╔══
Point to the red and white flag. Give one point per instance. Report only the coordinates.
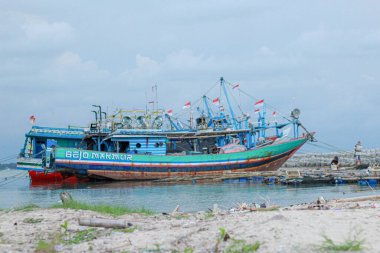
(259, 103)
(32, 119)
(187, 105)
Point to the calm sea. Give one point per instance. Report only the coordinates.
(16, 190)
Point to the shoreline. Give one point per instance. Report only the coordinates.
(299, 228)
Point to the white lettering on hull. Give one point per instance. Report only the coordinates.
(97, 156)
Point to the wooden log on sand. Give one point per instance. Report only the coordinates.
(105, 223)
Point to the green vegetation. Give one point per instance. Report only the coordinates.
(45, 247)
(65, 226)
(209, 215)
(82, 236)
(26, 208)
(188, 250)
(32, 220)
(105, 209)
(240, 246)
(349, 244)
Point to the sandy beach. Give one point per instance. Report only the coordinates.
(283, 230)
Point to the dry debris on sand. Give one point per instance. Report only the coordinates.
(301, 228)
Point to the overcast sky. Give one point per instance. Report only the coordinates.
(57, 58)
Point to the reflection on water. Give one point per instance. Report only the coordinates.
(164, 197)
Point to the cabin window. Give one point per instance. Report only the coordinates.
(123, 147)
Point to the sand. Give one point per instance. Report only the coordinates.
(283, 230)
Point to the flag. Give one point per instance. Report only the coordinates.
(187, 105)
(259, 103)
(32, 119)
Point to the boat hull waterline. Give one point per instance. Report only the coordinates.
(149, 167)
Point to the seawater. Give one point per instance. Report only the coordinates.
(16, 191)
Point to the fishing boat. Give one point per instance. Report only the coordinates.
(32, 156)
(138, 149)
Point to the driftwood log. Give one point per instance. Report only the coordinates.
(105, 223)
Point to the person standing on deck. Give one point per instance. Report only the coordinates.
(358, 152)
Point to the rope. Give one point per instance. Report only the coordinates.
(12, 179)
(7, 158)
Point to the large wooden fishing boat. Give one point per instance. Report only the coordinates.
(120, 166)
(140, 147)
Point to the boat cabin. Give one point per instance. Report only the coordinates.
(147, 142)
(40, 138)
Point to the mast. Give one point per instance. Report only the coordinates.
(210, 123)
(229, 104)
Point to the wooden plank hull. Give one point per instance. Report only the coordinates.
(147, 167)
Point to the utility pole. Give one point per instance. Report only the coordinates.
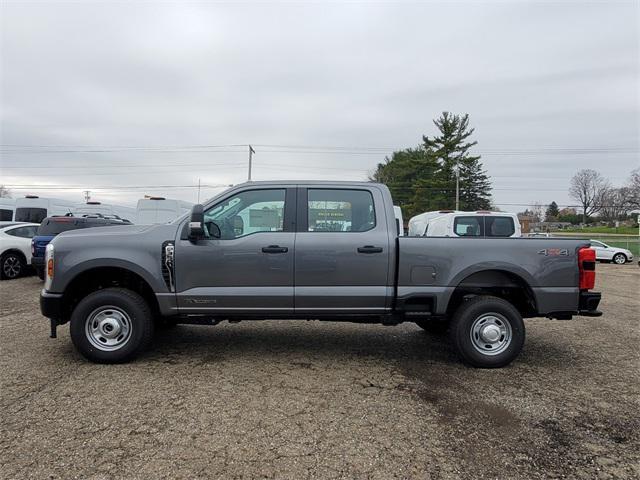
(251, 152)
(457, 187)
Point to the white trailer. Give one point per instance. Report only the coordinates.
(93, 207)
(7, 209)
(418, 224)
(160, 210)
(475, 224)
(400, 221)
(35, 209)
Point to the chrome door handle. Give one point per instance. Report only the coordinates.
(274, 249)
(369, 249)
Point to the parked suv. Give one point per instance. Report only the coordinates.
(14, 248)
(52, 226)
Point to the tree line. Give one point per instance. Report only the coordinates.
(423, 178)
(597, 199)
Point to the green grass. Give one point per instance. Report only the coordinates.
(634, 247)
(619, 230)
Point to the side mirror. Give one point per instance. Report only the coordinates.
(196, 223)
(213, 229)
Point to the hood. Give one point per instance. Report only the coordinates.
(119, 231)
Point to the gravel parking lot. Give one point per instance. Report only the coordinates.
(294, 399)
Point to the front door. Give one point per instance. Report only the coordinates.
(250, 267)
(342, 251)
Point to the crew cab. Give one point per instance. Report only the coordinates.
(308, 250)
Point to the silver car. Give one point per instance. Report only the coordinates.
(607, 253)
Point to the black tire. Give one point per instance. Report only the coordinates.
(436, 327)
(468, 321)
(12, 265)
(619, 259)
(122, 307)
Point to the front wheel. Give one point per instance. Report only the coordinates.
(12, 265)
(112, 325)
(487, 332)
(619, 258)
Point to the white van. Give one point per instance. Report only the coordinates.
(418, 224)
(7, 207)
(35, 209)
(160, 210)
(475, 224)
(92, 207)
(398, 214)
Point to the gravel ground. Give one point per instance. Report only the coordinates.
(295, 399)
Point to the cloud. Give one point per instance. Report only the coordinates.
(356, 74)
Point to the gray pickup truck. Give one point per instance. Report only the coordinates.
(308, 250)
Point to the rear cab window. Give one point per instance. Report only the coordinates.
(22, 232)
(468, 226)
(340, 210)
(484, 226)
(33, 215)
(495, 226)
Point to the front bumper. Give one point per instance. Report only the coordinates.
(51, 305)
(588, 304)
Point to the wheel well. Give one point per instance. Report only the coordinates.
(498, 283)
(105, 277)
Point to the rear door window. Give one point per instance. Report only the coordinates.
╚══
╔══
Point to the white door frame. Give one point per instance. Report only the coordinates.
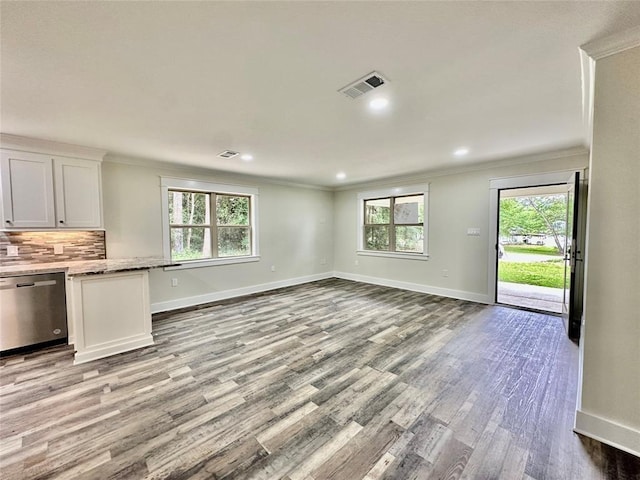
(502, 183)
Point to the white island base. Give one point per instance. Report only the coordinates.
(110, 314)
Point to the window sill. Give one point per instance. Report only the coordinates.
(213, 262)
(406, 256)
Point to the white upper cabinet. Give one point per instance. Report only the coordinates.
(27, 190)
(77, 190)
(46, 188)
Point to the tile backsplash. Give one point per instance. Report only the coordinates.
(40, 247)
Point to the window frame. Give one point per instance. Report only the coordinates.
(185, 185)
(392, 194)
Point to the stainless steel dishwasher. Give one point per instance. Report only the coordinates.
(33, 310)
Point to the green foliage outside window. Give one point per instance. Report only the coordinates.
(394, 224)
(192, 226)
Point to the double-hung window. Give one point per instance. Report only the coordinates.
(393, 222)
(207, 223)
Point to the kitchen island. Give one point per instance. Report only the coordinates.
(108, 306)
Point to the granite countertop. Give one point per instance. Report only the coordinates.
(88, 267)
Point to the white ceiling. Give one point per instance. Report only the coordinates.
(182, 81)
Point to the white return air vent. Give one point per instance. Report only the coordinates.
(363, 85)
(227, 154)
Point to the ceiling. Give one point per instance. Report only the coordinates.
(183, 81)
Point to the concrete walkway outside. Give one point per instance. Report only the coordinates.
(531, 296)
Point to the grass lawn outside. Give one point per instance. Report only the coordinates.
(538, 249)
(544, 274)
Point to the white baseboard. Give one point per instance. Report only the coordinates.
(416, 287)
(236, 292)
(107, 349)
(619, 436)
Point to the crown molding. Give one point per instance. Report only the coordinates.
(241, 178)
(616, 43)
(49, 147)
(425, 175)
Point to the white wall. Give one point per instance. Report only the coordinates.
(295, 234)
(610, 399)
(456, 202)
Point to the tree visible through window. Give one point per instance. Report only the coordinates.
╚══
Problem requirements: Pull out every line in the items above that contains the word "ceiling", treating uppercase and lowercase as different.

The result:
Point to the white ceiling. Give one point per instance. Report only the coordinates.
Point to the ceiling. Give one point per instance. Report only the coordinates.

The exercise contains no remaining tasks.